Georg von Schönerer – Der Apostel der Deutschen

Georg Ritter von SCHÖNERER war der Sohn des Matthias von SCHÖNERER, eines wegen seiner Verdienste geadelten Pioniers des österreichischen Eisenbahnbaues, der in Rosenau bei Zwettl im niederösterreichischen Waldviertel begütert war. Wie für so viele andere Deutschösterreicher wurden die Kriege der Jahre 1866 und 1870/71 auch für Georg von SCHÖNERER zu politischen Schlüsselerlebnissen. Unter dem Eindruck der glanzvollen Siege Preußens über das österreichische und das französische Kaiserreich wurde er zu einem glühenden Anhänger BISMARCKS und ein überzeugter Deutschnationaler. Für SCHÖNERER konnte am Ende dieses glorreichen Siegeszuges nur die Beendigung der Schmach des Ausschlusses der österreichischen Deutschen aus dem Deutschen Bund und ihre Aufnahme in das Deutsche Reich stehen. Für diese „Vollendung“ des Deutschen Reiches wollte er sich politisch einsetzen.

* AUFGABEN:
#1 Welche Kriege wurden laut dem Text über Georg von Schönerer für ihn zu politischen Schlüsselerlebnissen?
#2 Schreib aus dem Text über Georg von Schönerer die Stelle von „Georg Ritter von“ bis „sich politisch einsetzen.“ genau ab.

(Einträge zum Zeigen auf benannte Objekte)
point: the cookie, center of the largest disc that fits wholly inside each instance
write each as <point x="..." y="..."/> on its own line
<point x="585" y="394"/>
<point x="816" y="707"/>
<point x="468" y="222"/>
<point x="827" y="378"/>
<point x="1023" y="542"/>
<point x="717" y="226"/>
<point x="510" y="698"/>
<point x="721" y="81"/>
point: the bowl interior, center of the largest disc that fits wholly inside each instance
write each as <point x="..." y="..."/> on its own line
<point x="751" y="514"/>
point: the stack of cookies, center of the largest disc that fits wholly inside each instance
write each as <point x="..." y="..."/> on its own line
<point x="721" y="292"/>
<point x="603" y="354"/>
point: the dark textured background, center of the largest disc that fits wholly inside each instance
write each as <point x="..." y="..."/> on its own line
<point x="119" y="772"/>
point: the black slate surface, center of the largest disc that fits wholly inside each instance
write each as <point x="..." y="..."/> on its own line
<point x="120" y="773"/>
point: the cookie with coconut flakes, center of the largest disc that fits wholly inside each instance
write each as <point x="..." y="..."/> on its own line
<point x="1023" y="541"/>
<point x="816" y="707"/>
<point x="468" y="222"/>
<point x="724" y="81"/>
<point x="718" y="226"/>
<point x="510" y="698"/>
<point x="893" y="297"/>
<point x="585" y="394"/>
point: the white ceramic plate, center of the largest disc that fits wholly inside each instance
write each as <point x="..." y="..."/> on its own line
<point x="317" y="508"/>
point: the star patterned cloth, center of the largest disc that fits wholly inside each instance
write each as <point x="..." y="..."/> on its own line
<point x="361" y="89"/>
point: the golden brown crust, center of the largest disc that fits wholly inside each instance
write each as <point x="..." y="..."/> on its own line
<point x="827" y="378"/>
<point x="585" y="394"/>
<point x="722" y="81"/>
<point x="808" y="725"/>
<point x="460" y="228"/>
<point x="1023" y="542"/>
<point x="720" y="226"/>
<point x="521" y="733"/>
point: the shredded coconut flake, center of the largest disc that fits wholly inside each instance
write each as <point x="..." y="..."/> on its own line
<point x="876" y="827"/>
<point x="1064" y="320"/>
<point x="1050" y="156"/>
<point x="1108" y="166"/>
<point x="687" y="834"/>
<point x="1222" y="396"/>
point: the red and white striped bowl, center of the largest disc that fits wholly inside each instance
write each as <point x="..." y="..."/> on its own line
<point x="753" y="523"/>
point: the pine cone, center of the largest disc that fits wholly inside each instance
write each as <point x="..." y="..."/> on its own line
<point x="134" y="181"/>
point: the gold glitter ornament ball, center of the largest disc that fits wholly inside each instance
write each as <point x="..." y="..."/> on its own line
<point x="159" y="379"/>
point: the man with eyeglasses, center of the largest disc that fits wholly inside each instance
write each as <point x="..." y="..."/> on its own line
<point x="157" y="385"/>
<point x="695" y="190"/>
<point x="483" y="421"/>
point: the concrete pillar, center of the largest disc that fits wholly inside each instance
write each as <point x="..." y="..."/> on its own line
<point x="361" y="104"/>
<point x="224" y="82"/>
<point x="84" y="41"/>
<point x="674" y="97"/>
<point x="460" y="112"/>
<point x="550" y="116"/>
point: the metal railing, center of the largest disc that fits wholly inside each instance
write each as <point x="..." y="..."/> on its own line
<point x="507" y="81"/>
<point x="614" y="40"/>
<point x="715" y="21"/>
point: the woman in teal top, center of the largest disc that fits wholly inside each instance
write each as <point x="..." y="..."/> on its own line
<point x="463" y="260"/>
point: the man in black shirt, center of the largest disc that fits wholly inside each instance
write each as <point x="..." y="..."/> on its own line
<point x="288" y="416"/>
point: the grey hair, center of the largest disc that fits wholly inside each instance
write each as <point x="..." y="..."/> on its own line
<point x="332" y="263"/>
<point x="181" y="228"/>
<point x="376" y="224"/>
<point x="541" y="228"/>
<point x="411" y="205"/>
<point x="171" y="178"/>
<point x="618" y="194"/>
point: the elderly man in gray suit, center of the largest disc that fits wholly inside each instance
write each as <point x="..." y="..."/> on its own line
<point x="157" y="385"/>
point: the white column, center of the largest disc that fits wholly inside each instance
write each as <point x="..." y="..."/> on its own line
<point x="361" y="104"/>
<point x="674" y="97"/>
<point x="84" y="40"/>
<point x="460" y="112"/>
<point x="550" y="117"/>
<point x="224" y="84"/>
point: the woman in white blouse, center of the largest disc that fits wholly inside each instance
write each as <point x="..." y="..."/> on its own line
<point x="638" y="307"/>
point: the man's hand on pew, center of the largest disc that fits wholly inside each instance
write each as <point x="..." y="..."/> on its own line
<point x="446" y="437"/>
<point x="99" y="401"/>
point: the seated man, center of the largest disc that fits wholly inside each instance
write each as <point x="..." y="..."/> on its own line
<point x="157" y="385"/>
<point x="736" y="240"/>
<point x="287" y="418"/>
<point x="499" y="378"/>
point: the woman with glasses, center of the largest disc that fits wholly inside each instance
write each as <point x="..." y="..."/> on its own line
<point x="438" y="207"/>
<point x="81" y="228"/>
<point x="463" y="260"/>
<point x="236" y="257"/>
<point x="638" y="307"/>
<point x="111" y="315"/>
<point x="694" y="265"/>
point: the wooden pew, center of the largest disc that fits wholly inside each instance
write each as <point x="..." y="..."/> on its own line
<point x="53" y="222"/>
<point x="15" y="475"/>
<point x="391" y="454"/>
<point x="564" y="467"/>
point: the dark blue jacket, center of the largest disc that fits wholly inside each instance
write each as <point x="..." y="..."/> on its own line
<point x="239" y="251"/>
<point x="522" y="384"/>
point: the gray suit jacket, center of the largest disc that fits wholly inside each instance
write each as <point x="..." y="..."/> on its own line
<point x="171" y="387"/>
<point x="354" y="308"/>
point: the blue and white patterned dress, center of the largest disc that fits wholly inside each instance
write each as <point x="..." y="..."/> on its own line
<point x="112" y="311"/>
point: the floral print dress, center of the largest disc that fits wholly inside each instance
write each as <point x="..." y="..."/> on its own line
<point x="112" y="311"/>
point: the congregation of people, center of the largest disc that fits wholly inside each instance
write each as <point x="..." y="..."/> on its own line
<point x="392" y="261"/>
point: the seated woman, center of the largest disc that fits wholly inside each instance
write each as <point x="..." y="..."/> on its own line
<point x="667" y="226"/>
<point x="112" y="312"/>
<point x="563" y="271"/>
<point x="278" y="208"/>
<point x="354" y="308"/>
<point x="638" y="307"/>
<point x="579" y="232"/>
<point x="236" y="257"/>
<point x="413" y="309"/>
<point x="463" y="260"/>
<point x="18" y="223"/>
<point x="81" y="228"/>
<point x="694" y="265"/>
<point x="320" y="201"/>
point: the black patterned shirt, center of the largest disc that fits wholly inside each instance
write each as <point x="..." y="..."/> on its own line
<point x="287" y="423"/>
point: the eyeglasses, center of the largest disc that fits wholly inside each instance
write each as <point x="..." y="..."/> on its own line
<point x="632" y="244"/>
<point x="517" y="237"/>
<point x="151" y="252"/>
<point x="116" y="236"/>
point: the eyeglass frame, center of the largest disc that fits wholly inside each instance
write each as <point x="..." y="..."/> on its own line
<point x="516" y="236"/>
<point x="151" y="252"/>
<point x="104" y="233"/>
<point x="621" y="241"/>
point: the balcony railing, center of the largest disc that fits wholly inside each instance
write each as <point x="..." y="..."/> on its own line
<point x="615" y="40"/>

* ANTWORTEN JE AUFGABE:
#1 Die Kriege der Jahre 1866 und 1870/71.

#2
Georg Ritter von SCHÖNERER war der Sohn des Matthias von SCHÖNERER, eines wegen seiner Verdienste geadelten Pioniers des österreichischen Eisenbahnbaues, der in Rosenau bei Zwettl im niederösterreichischen Waldviertel begütert war. Wie für so viele andere Deutschösterreicher wurden die Kriege der Jahre 1866 und 1870/71 auch für Georg von SCHÖNERER zu politischen Schlüsselerlebnissen. Unter dem Eindruck der glanzvollen Siege Preußens über das österreichische und das französische Kaiserreich wurde er zu einem glühenden Anhänger BISMARCKS und ein überzeugter Deutschnationaler. Für SCHÖNERER konnte am Ende dieses glorreichen Siegeszuges nur die Beendigung der Schmach des Ausschlusses der österreichischen Deutschen aus dem Deutschen Bund und ihre Aufnahme in das Deutsche Reich stehen. Für diese „Vollendung“ des Deutschen Reiches wollte er sich politisch einsetzen.